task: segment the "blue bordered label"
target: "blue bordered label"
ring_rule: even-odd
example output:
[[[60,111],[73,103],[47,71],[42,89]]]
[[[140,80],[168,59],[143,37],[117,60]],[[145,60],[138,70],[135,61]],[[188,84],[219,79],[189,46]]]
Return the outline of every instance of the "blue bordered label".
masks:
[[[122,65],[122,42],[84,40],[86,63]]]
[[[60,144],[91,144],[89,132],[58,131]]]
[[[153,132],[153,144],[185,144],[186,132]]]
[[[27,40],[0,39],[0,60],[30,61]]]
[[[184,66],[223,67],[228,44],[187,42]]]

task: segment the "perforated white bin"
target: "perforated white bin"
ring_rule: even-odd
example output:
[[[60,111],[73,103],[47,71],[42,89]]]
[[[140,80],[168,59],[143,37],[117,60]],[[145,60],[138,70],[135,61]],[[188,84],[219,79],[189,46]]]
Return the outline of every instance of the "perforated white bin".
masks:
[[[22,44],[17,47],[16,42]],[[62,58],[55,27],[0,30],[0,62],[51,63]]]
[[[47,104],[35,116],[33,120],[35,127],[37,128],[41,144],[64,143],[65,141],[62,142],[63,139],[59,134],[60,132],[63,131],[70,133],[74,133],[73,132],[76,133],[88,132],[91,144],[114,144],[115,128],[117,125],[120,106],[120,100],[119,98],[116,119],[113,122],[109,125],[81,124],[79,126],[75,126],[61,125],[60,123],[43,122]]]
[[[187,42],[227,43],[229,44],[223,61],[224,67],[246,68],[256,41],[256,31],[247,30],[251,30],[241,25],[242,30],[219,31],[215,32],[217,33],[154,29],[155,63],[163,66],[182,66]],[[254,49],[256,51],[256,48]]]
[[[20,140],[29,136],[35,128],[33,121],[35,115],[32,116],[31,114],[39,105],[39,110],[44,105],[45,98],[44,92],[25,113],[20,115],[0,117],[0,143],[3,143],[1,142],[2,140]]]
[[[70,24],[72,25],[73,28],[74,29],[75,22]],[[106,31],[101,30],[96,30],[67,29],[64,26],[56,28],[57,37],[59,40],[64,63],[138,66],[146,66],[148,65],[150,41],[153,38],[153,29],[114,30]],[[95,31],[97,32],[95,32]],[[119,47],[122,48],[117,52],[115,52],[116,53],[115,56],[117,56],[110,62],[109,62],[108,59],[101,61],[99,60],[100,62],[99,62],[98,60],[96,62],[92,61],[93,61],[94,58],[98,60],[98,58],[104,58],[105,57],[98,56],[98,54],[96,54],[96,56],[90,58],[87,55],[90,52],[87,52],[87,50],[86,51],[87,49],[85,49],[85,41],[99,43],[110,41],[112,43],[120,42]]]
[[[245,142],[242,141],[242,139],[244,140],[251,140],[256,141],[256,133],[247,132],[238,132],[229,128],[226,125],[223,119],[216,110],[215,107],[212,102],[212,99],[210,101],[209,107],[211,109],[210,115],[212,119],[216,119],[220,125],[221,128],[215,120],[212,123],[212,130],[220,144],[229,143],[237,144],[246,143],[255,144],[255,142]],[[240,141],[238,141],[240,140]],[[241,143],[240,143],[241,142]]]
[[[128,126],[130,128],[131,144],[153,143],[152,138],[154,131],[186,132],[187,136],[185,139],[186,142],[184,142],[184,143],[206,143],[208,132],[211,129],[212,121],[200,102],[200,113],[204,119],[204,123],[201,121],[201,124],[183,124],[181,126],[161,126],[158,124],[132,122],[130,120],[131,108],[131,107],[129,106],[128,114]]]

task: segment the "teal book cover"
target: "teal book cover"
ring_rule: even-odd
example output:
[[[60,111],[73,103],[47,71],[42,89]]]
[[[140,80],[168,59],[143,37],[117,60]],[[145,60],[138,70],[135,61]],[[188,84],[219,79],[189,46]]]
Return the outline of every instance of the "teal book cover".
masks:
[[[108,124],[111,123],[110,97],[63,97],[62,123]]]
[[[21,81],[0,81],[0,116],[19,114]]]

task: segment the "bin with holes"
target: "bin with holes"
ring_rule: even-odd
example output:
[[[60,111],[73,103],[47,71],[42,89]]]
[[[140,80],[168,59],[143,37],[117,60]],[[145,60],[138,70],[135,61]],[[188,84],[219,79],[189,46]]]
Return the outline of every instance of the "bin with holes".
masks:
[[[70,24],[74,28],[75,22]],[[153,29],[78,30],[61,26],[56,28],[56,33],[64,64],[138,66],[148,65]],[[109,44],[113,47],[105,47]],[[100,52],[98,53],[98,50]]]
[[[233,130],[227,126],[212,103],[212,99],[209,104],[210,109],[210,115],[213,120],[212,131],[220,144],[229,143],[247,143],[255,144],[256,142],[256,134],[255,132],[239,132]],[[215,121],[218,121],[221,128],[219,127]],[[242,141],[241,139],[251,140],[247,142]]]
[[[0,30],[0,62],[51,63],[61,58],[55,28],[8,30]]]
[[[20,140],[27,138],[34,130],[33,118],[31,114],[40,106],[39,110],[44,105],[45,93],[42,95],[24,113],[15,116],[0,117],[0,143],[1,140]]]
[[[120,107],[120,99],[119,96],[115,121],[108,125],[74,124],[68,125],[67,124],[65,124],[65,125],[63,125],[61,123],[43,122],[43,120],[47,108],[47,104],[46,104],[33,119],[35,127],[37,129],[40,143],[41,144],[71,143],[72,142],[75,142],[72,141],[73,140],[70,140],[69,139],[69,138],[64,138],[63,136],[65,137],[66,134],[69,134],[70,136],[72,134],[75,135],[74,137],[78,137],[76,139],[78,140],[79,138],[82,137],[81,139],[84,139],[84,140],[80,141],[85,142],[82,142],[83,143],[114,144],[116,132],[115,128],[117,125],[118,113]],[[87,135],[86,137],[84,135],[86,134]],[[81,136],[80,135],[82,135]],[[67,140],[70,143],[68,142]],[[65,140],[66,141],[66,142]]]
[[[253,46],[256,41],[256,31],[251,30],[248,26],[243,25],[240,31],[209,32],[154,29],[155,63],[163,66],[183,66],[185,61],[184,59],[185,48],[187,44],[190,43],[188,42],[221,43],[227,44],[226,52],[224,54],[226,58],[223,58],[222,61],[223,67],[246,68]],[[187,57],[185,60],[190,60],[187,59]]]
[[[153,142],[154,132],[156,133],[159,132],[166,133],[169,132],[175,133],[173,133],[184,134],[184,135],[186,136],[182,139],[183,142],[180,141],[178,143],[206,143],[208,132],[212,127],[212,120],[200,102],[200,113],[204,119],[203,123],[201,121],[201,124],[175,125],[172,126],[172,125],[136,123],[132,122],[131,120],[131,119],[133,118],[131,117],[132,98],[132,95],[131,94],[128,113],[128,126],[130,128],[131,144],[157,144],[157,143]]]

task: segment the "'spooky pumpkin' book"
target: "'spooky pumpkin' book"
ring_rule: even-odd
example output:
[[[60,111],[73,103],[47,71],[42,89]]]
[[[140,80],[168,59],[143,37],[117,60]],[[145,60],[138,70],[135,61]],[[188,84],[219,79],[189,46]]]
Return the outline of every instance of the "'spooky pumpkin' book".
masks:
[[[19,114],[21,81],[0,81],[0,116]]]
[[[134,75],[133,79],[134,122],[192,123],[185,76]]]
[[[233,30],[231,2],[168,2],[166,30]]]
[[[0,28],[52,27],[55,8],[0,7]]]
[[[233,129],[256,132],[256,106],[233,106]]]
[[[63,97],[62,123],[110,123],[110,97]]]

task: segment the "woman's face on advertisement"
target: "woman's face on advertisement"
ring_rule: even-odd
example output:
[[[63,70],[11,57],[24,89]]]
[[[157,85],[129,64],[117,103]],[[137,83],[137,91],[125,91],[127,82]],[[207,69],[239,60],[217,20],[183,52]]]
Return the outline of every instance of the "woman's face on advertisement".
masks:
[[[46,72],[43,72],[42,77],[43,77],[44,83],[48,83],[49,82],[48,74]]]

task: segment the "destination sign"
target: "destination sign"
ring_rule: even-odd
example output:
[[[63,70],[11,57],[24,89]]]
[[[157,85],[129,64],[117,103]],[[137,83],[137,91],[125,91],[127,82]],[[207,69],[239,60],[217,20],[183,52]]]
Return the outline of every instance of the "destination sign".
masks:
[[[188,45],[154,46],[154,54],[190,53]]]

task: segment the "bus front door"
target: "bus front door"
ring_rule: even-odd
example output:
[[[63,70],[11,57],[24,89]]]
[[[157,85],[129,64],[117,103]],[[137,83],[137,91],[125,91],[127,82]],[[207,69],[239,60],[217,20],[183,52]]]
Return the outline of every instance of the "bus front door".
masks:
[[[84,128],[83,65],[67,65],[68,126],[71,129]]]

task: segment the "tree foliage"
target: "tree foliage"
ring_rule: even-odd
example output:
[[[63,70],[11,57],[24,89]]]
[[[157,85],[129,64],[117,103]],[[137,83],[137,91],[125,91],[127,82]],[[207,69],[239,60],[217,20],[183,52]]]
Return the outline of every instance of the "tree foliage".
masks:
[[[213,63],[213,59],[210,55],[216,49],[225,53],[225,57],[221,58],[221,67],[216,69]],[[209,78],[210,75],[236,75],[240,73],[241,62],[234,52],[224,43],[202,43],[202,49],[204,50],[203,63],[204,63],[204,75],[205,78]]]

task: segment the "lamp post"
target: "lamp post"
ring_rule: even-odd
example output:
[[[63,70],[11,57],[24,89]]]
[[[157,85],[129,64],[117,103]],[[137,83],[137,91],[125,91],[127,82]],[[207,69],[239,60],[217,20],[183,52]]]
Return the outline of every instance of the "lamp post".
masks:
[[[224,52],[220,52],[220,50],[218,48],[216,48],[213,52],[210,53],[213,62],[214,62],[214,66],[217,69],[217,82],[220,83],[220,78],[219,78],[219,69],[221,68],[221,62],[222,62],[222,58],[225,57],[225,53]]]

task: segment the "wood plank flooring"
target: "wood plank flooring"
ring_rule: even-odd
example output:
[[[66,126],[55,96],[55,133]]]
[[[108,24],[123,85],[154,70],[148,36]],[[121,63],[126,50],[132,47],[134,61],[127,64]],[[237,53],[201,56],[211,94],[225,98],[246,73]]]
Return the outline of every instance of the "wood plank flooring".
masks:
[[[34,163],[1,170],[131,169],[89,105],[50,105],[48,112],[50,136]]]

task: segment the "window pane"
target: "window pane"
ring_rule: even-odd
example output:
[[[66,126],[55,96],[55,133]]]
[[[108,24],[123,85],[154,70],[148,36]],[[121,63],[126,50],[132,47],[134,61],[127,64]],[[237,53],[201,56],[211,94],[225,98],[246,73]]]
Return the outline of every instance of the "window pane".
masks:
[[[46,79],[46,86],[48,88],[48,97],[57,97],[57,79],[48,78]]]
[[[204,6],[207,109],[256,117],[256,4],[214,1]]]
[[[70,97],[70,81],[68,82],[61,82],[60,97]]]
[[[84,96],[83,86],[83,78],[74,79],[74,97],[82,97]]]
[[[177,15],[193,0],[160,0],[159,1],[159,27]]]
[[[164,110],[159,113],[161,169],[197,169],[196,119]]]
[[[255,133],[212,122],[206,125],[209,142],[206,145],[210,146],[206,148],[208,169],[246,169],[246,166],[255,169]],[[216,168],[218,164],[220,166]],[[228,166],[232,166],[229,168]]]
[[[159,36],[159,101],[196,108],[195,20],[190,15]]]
====
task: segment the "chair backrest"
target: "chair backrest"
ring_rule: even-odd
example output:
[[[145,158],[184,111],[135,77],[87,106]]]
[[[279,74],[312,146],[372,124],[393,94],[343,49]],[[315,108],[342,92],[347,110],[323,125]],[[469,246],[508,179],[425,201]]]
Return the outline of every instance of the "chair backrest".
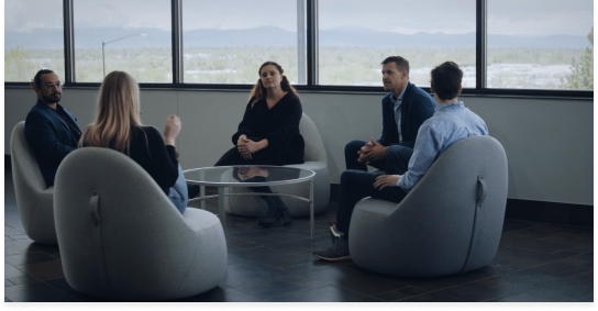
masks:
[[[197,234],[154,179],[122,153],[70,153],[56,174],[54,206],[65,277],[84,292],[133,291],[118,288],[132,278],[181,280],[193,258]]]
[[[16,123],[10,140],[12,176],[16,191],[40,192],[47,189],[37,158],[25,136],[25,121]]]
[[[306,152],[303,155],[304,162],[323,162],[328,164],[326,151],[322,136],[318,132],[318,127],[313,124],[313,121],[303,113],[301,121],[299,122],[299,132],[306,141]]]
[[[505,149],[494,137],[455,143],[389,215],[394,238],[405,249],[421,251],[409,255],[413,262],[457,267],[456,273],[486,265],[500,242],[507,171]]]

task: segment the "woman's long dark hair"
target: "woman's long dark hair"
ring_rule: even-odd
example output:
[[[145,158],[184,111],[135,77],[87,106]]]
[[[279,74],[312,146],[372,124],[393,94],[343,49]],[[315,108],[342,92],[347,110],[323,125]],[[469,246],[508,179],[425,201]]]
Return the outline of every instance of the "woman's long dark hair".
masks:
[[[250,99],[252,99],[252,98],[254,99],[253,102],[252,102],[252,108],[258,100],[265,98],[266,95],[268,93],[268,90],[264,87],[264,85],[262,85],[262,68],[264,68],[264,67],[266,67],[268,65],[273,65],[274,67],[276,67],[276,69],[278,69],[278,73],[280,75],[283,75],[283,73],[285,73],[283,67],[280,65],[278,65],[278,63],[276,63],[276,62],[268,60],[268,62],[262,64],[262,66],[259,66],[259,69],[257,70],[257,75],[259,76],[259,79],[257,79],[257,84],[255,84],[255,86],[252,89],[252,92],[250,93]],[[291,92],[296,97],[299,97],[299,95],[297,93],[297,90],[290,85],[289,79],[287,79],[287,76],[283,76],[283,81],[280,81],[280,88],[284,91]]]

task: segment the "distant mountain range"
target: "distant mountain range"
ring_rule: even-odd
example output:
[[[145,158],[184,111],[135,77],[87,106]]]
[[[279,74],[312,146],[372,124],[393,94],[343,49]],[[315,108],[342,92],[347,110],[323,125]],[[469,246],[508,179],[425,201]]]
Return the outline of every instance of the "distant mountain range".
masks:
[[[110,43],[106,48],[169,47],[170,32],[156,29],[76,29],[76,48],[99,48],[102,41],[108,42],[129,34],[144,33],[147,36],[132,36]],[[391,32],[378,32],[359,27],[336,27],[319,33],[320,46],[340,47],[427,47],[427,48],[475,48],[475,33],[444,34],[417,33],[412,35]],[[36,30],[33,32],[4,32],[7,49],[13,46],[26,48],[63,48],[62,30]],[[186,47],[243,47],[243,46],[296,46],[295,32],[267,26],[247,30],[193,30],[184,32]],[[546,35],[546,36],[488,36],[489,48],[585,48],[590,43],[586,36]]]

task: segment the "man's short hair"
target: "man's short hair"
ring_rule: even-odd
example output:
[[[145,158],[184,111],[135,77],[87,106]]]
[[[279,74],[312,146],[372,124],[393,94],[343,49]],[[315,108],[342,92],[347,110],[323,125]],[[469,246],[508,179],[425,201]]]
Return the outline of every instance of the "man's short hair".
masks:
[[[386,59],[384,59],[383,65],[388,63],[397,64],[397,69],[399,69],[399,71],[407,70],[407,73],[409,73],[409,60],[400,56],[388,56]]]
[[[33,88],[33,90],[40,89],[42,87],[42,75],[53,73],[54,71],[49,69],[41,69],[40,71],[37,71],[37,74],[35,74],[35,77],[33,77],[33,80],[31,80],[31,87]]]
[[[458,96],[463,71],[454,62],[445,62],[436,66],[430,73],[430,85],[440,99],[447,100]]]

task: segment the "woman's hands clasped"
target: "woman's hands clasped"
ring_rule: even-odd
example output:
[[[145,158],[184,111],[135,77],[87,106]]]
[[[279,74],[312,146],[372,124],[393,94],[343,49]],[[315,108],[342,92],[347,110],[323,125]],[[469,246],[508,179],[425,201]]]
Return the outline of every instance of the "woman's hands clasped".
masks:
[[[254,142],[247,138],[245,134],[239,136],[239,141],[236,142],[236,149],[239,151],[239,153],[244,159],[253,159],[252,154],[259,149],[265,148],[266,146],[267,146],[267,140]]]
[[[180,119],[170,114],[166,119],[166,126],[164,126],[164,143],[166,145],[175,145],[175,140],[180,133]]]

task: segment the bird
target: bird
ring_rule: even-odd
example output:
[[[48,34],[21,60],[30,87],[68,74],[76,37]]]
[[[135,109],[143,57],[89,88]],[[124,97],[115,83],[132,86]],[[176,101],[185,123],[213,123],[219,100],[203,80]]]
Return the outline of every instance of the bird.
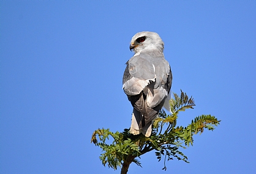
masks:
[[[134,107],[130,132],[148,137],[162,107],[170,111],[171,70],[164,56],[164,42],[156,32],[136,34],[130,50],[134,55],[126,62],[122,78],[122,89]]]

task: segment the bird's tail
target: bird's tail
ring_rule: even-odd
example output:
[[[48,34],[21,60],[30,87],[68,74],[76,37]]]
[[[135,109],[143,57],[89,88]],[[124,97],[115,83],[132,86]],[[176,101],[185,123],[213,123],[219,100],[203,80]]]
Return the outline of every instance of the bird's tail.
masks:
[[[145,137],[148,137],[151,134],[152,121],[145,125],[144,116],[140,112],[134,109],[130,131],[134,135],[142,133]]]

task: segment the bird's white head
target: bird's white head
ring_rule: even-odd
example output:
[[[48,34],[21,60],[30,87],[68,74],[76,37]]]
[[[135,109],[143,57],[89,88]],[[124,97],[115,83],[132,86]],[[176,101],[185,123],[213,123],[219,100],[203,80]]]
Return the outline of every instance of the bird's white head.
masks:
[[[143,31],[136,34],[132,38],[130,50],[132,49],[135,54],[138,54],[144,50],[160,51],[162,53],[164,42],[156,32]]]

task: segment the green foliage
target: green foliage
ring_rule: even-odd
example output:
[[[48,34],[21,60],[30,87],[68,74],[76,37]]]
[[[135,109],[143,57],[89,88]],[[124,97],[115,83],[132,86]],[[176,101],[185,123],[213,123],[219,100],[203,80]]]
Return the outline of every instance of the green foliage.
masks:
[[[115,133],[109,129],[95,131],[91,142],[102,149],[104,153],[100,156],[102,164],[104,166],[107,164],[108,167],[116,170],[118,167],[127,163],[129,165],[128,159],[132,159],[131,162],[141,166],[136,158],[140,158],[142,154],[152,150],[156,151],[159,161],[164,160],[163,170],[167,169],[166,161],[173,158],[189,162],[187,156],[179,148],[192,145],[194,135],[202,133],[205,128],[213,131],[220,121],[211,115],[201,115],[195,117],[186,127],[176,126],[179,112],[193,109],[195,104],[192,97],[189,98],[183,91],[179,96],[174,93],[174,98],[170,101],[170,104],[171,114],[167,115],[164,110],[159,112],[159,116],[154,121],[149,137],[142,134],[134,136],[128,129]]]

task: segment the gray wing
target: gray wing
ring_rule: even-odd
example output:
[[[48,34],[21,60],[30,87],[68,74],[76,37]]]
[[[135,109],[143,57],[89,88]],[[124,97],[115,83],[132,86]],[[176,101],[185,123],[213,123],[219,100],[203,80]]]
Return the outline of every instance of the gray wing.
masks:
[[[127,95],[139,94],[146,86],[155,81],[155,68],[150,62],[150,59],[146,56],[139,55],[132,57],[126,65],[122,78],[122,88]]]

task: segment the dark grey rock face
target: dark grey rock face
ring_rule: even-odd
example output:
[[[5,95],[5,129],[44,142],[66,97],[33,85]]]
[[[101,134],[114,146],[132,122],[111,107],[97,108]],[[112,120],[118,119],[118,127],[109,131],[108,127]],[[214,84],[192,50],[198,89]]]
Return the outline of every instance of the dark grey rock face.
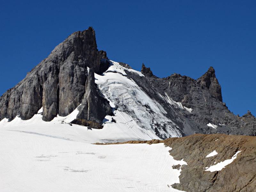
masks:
====
Directive – Pull out every line of the rows above that contains the word "hands" and copy each of those lines in full.

Output for this exercise –
task: segment the "woman's hands clasped"
target: "woman's hands clasped"
Return the outline of every instance of the "woman's hands clasped".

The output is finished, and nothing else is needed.